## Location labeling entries
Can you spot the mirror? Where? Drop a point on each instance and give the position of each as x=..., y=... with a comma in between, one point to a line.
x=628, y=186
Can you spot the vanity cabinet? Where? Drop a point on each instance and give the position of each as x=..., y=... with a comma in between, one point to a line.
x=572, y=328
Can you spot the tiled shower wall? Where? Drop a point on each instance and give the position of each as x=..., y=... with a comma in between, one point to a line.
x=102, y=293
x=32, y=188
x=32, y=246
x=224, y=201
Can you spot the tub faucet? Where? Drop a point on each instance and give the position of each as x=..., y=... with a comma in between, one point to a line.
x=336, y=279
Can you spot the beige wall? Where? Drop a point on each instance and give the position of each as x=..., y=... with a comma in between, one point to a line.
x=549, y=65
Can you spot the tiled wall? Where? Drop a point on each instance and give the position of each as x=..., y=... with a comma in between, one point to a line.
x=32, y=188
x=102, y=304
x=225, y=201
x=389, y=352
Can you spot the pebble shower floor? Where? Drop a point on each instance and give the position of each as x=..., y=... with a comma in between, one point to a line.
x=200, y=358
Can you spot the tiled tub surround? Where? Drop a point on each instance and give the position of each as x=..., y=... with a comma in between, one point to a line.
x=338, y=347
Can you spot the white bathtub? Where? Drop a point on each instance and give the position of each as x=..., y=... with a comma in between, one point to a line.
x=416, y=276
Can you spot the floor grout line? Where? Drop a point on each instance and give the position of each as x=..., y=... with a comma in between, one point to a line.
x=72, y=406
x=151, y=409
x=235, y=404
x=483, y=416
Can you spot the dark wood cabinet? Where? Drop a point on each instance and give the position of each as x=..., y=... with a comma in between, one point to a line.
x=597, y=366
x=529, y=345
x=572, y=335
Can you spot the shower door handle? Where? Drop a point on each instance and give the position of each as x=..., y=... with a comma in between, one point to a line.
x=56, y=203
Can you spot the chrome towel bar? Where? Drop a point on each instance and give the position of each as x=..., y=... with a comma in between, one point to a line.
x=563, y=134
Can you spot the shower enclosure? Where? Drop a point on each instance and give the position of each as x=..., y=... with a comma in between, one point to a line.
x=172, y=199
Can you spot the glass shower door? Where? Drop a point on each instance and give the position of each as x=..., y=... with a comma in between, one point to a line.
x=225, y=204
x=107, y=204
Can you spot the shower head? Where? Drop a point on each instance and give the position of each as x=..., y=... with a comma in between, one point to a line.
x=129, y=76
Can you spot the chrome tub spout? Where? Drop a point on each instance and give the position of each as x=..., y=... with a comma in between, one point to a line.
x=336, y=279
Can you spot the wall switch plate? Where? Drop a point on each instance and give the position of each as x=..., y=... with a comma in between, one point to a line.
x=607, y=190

## TASK DETAILS
Repeat every one of the entries above word for word, changing nothing.

## FULL RESPONSE
Can you spot the mirror? Where? Drop a point on each instance and give the position of each as x=..., y=... with a comma in between, one point to a line.
x=628, y=186
Can you spot the vanity cabinet? Where? Drop a point on each instance and give the position of each as x=..., y=... with a comma in between, one point to a line.
x=572, y=328
Can you spot the tiled shower wall? Where? Drop a point on each instance and give the position of each as x=..., y=... with a comma in between, one point to a line.
x=102, y=293
x=32, y=188
x=32, y=246
x=224, y=201
Can you spot the tub faucet? Where? Drop a point on each instance and give the position of each as x=..., y=... with a comma in between, one point to a line.
x=336, y=279
Can you spot the beige wall? Where? Drop a point on each instance and give the position of each as x=..., y=... with a comma in between, one point to a line.
x=549, y=65
Can you spot the tiled wall? Where? Drop a point on each instance and give the position of each as x=..., y=... with a comma in between, one point to a line.
x=32, y=188
x=102, y=304
x=225, y=201
x=389, y=352
Can you spot the pebble shower floor? Where? Drop a point on each instance and give the position of each as x=..., y=... with a comma in between, one point to a line.
x=200, y=358
Can you spot the tiled tub surround? Where? Drop a point on each instance and give the position of each as x=..., y=... with a comma in between, one point to a line.
x=338, y=347
Can you spot the white bathtub? Where? Drop a point on each instance and give the position of each as x=..., y=... with a comma in between, one point to a line.
x=416, y=276
Can you spot the floor grout line? Where? Drop a point on each instance and give the position of each as x=..., y=... with a comma in between, one point to a line.
x=72, y=406
x=151, y=409
x=235, y=404
x=483, y=416
Can you spot the dark wood cabinet? Where? Drop a point on each instance and give the position of each as x=..., y=... with a comma in between, one point to a line.
x=597, y=366
x=529, y=345
x=572, y=335
Can you spot the shower door handle? Where? Drop a point on each instance and give the position of each as x=..., y=... with a comma in between, one point to a line.
x=56, y=203
Can you spot the chrome towel bar? Where? Drop a point on each instance and give the position of each as x=..., y=... with a comma in between, one point to a line.
x=563, y=134
Can you spot the shower enclosure? Where? Drop a point on each instance and give the position of each as x=..., y=... with a comma in between, one point to a line.
x=172, y=199
Can you spot the glass shower door? Where? Drop a point on each instance and give the position of each as x=..., y=... with a comma in between, one point to a line.
x=225, y=204
x=107, y=204
Can you spot the shower head? Where? Drop a point on each instance and give the position of each as x=..., y=... with a comma in between, one point to a line.
x=129, y=76
Can you spot the chrome tub spout? Where? Drop a point on each instance and give the position of each as x=..., y=... with a comma in between, one point to a line.
x=336, y=279
Can you spot the wall switch plate? Where? Drop a point on each instance and give the position of each as x=..., y=... with a comma in between, one point to a line.
x=607, y=190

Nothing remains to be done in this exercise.